BEGIN Information shown
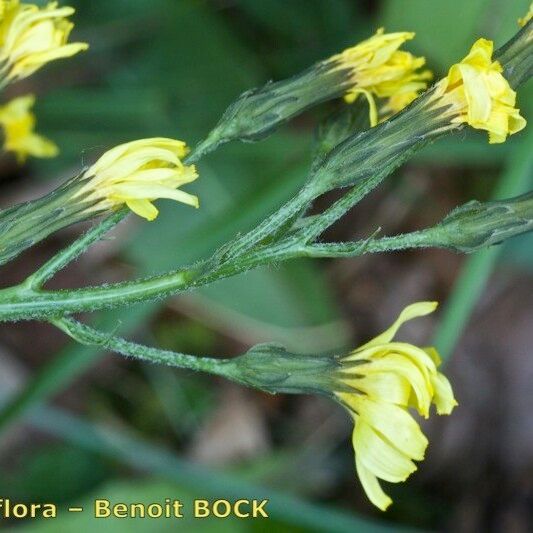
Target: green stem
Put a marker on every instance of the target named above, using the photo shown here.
(90, 336)
(272, 224)
(64, 257)
(416, 239)
(21, 302)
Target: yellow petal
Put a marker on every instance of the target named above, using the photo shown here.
(400, 365)
(372, 487)
(143, 208)
(443, 398)
(381, 383)
(379, 456)
(394, 423)
(409, 313)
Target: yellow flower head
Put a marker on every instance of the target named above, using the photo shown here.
(476, 93)
(30, 37)
(136, 174)
(378, 383)
(527, 17)
(380, 69)
(18, 122)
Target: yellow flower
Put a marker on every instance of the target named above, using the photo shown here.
(378, 382)
(380, 69)
(137, 173)
(30, 37)
(528, 16)
(477, 93)
(18, 122)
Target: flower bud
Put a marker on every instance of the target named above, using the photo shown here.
(476, 225)
(378, 384)
(133, 174)
(18, 123)
(372, 68)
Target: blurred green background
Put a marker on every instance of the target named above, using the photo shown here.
(79, 424)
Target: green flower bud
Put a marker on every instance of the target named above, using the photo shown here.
(271, 368)
(477, 225)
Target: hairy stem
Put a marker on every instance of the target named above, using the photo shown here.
(87, 335)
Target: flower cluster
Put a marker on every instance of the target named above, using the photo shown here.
(30, 37)
(380, 69)
(527, 17)
(378, 383)
(137, 173)
(18, 122)
(475, 92)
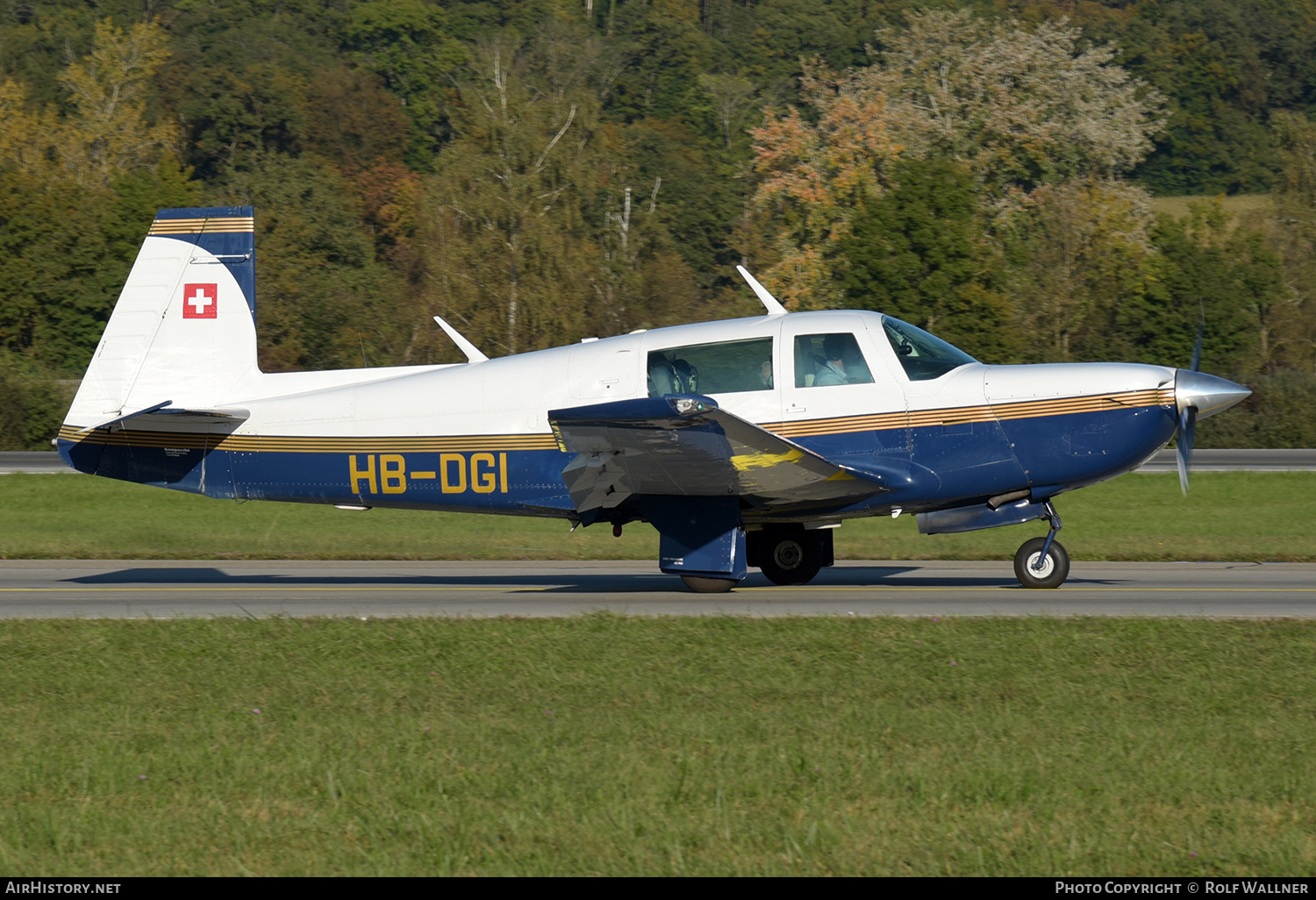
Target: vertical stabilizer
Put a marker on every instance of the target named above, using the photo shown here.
(184, 325)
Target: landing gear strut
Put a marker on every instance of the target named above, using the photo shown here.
(1042, 562)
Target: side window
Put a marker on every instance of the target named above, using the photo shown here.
(723, 368)
(821, 360)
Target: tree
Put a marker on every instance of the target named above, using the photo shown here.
(510, 250)
(919, 253)
(105, 133)
(1018, 107)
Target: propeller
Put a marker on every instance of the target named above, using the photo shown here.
(1189, 413)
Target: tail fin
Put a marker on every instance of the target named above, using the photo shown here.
(183, 329)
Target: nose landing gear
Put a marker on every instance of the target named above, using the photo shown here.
(1042, 562)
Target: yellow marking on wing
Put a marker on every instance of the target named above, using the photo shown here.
(749, 461)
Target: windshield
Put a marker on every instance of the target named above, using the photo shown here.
(923, 355)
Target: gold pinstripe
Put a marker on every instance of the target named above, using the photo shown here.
(284, 444)
(978, 413)
(218, 225)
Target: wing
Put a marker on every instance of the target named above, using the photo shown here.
(186, 418)
(683, 445)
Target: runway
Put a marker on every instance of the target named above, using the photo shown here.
(181, 589)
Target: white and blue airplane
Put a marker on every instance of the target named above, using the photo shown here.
(745, 442)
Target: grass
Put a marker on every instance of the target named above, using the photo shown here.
(1239, 207)
(1247, 516)
(619, 746)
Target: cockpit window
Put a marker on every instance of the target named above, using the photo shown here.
(923, 355)
(723, 368)
(823, 360)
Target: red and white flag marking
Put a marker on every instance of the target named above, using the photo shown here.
(200, 300)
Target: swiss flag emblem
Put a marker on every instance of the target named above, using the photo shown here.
(200, 300)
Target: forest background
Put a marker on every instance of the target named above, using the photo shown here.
(1033, 181)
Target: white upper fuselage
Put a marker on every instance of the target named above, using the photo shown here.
(511, 395)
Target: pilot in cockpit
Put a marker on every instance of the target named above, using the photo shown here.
(832, 370)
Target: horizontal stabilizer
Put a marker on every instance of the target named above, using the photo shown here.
(684, 445)
(168, 413)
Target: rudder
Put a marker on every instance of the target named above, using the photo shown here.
(183, 329)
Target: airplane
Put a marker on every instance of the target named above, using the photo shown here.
(744, 442)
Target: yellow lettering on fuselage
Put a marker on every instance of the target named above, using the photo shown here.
(457, 473)
(482, 482)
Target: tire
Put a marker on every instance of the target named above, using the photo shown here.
(700, 584)
(1055, 570)
(789, 557)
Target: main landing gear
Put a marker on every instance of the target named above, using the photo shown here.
(1042, 562)
(789, 554)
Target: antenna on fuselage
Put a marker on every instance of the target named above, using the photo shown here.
(774, 307)
(473, 354)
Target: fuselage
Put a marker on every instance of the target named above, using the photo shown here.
(476, 437)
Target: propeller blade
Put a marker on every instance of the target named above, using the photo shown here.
(1197, 345)
(1184, 446)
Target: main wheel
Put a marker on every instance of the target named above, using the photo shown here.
(702, 584)
(790, 557)
(1055, 568)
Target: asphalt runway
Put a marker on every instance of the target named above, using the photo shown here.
(179, 589)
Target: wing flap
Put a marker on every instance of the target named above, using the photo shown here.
(166, 412)
(684, 445)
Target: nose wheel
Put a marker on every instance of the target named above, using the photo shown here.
(1042, 562)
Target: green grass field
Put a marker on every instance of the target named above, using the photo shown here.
(1253, 516)
(608, 745)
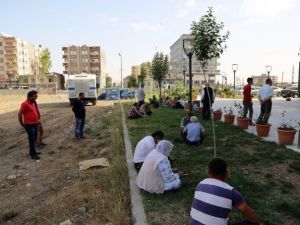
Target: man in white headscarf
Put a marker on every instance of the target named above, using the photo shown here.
(156, 174)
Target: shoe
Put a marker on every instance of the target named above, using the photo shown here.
(35, 157)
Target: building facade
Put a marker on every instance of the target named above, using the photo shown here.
(88, 59)
(179, 65)
(17, 58)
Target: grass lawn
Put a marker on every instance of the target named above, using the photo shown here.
(268, 175)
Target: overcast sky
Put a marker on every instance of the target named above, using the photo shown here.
(262, 32)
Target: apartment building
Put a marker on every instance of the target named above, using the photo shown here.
(88, 59)
(179, 65)
(17, 58)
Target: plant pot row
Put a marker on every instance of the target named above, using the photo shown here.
(285, 136)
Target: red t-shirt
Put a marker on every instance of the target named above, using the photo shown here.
(30, 112)
(247, 93)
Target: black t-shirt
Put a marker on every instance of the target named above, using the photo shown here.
(79, 109)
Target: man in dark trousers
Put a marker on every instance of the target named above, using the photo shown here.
(207, 98)
(79, 111)
(247, 101)
(28, 117)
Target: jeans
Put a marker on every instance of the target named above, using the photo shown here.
(248, 106)
(79, 127)
(265, 112)
(31, 131)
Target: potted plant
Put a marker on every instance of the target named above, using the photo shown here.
(286, 132)
(217, 114)
(242, 122)
(228, 116)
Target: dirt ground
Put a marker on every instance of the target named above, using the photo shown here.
(51, 190)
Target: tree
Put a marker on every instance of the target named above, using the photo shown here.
(159, 68)
(132, 82)
(208, 43)
(45, 61)
(108, 81)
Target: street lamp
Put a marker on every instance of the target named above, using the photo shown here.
(269, 69)
(121, 70)
(189, 51)
(234, 68)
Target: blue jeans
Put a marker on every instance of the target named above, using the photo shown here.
(31, 131)
(79, 127)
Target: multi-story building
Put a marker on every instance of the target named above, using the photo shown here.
(17, 58)
(261, 80)
(179, 65)
(88, 59)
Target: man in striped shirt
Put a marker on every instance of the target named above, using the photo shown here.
(214, 199)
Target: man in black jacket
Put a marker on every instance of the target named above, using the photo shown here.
(207, 98)
(79, 111)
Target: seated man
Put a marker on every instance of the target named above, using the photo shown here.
(145, 109)
(133, 113)
(214, 199)
(144, 147)
(185, 121)
(156, 174)
(194, 132)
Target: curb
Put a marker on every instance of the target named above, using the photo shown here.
(138, 211)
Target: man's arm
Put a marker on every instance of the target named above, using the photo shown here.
(248, 213)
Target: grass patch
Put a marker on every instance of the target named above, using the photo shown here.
(258, 170)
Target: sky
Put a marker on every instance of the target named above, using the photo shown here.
(262, 32)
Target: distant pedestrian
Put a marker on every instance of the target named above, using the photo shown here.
(207, 99)
(28, 117)
(247, 101)
(214, 199)
(78, 108)
(265, 98)
(141, 95)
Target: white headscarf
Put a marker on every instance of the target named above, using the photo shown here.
(162, 151)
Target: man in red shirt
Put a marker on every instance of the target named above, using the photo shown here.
(29, 118)
(247, 101)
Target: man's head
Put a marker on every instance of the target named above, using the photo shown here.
(81, 96)
(193, 119)
(217, 168)
(32, 96)
(250, 80)
(157, 136)
(269, 81)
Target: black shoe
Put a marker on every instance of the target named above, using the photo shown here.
(35, 157)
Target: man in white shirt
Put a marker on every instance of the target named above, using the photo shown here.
(194, 132)
(265, 98)
(141, 95)
(144, 147)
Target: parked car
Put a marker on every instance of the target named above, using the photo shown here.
(290, 92)
(277, 91)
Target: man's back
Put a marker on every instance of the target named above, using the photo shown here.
(213, 201)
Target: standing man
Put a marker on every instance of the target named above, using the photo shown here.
(265, 98)
(214, 199)
(79, 111)
(28, 117)
(141, 95)
(207, 98)
(247, 101)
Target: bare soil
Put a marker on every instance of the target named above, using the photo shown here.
(51, 190)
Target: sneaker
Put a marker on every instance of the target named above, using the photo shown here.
(35, 157)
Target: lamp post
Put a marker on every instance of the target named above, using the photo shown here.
(234, 68)
(269, 69)
(189, 51)
(121, 70)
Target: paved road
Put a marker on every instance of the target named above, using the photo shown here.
(292, 109)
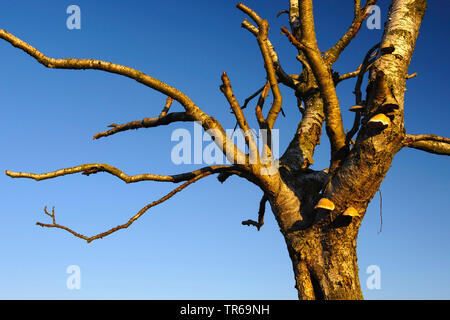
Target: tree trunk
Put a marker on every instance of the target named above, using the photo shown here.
(322, 243)
(323, 256)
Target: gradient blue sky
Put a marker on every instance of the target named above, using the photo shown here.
(193, 246)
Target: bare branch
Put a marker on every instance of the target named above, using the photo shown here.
(360, 15)
(246, 102)
(334, 125)
(165, 119)
(228, 92)
(283, 77)
(208, 123)
(92, 168)
(130, 221)
(260, 104)
(263, 27)
(429, 143)
(261, 211)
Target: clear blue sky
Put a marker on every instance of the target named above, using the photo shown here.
(194, 245)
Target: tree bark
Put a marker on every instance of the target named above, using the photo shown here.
(322, 243)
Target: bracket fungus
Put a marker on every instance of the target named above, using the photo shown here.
(379, 121)
(390, 104)
(351, 212)
(326, 204)
(356, 108)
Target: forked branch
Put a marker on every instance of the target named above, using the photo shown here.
(263, 30)
(129, 222)
(192, 110)
(261, 211)
(360, 14)
(428, 142)
(92, 168)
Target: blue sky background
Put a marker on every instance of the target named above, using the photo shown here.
(194, 245)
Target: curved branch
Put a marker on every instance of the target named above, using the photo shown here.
(243, 124)
(130, 221)
(332, 54)
(92, 168)
(334, 125)
(268, 63)
(146, 123)
(428, 142)
(234, 154)
(261, 211)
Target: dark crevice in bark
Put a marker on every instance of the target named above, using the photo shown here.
(318, 292)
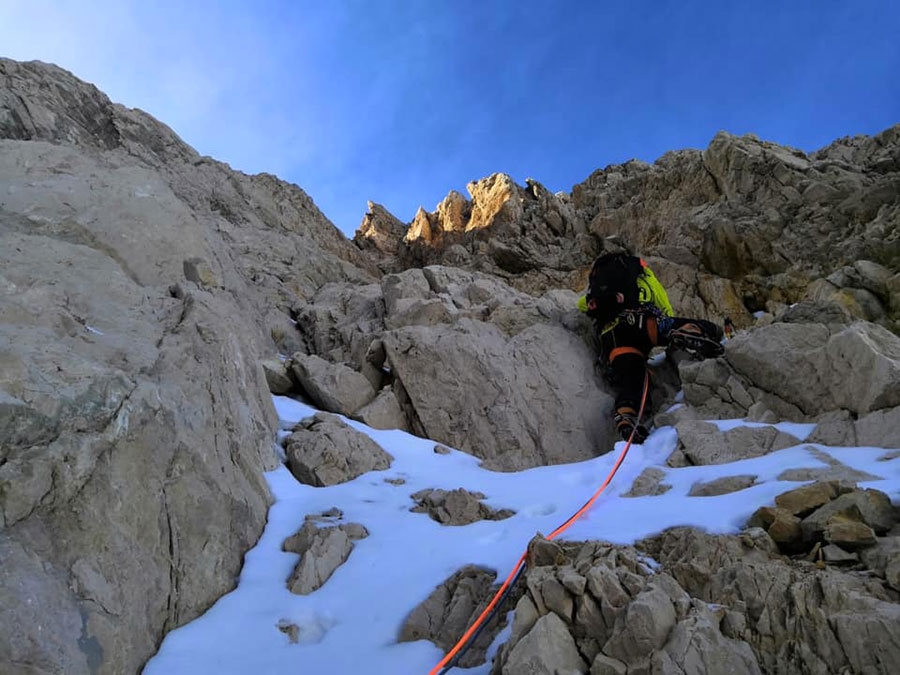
END Information shown
Your objective:
Every line in the entries above that has the word "building" should be identified and copied.

Response to this task:
Target: building facade
Target: apartment building
Target: multi-story building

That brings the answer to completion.